設問内容
本文に基づき、次の問いに答えてください。
1. 以前に取り上げられた、魚川祐司さんとプラユキ・ナラテボーさんの共著の書名は何ですか。
2. 今回手に取った本の書名は何ですか。
3. この本が「面白い」という場合、その「面白い」はどのような意味だと述べられていますか。

本文
* * * * * * * * *

御参拝、誠に有難う御座います。住職(管理人)の修羅観音です。
以前、魚川祐司さんとプラユキ・ナラテボーさんの共著「悟らなくたって、いいじゃないか」について、お伝えしております。
「悟らなくたって、いいじゃないか」の御縁から、魚川祐司さんの本も、一度きちんと読んでおきたいと思いまして。
そこで、今回手に取ったのが、「だから仏教は面白い!」という本です。
丁度、「だから仏教は面白い!」が発刊された1年後の日に手に取ったのも、なかなかきりの良い御縁であるなあ、と、巻末の日付を観て思うたもので御座います。
この本は、仏教の入門の入門書という立ち位置であると書いてあり、「仏教思想のゼロポイント」という、魚川祐司さんの処女作に繋がる本でもあると、私は頂いております。
結論から申しますと、「だから仏教は面白い!」は面白い、という味わいを頂きました。
今回は、私がこの本から学ばせて頂いた事と共に、お伝え致します。
Contents
「だから仏教は面白い!」の有り難いところ:ヤバい部分をきちんと伝えて下さっている
「だから仏教は面白い!」は、どう面白いのか。面白い、というのは、ゲラゲラと笑う面白さではなく(表現の仕方などで、笑えるようなところは、人によっては感じるかもしれませんが)、興味深さ、という意味です。

* * * * * * * * *

データ抜粋

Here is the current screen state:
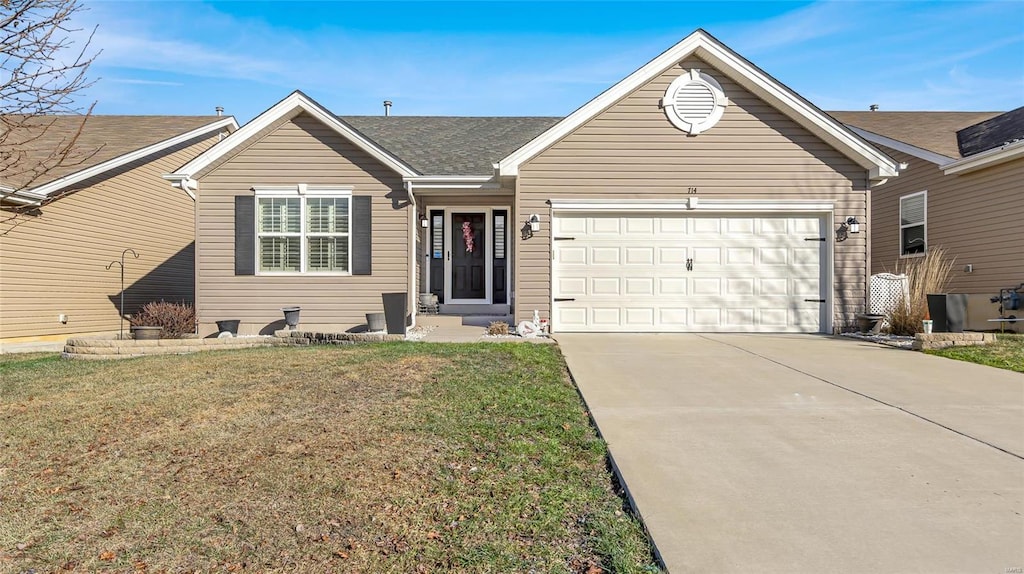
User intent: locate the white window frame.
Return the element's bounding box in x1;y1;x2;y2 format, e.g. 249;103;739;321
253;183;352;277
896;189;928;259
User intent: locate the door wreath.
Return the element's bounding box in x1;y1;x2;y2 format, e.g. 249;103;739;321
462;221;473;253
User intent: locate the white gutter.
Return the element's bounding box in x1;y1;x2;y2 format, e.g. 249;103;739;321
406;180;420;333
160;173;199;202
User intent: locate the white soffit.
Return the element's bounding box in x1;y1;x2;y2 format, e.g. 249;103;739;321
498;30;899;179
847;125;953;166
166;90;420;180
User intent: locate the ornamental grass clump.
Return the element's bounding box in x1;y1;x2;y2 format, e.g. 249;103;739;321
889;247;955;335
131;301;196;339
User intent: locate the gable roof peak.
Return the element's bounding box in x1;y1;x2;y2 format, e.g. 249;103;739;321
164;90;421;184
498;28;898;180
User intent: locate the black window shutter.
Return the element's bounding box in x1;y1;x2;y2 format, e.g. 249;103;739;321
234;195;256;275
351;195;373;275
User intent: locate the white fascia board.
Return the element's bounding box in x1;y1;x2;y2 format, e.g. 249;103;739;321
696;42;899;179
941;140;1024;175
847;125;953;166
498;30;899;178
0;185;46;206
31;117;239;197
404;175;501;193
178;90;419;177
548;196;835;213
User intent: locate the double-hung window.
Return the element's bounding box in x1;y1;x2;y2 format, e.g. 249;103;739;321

* * * * * * * * *

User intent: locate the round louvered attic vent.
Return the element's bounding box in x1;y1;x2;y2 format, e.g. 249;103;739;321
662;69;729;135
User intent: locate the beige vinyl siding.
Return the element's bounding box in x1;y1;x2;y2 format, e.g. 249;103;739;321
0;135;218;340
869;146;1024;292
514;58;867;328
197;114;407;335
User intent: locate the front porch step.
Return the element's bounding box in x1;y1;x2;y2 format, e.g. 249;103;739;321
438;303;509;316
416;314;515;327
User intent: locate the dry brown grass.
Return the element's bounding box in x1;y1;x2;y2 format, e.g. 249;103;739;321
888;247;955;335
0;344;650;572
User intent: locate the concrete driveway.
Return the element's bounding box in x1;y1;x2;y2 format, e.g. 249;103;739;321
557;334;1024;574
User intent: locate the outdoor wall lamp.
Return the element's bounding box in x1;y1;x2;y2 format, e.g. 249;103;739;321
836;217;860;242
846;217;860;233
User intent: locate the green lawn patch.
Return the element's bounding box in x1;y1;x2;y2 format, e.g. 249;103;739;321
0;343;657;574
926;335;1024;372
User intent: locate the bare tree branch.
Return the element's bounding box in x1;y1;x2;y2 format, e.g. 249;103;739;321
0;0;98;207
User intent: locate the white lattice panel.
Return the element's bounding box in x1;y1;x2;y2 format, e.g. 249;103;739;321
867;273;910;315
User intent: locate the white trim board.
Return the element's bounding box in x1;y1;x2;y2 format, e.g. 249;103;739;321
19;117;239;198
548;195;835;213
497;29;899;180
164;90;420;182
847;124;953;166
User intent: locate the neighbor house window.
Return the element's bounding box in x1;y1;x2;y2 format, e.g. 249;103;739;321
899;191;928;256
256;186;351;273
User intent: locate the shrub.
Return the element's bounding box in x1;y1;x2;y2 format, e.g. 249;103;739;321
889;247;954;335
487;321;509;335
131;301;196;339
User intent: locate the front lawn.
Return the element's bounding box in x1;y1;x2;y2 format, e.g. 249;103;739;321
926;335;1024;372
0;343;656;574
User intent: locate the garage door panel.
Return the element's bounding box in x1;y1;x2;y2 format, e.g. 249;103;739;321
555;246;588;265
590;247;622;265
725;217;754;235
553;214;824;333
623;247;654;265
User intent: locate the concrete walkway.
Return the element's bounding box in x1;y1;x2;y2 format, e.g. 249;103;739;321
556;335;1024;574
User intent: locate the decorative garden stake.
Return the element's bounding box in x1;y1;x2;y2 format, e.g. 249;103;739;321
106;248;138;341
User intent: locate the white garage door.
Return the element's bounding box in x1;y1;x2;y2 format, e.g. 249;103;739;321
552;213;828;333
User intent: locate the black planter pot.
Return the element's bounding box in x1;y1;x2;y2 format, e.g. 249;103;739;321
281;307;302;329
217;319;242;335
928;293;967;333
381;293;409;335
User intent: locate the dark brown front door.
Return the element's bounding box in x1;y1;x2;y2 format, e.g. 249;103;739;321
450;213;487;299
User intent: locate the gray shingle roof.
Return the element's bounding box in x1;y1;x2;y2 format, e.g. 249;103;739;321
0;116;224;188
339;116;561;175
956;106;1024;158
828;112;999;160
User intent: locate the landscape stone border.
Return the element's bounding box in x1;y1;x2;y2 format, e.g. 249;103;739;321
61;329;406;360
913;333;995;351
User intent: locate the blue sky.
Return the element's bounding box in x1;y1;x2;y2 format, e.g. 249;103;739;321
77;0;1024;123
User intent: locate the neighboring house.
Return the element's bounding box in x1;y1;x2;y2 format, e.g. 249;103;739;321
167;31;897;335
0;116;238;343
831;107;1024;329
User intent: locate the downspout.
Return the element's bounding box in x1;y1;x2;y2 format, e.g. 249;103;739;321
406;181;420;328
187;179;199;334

* * * * * * * * *

解答例
1. 「悟らなくたって、いいじゃないか」
2. 「だから仏教は面白い!」
3. ゲラゲラと笑う面白さではなく、興味深さという意味です。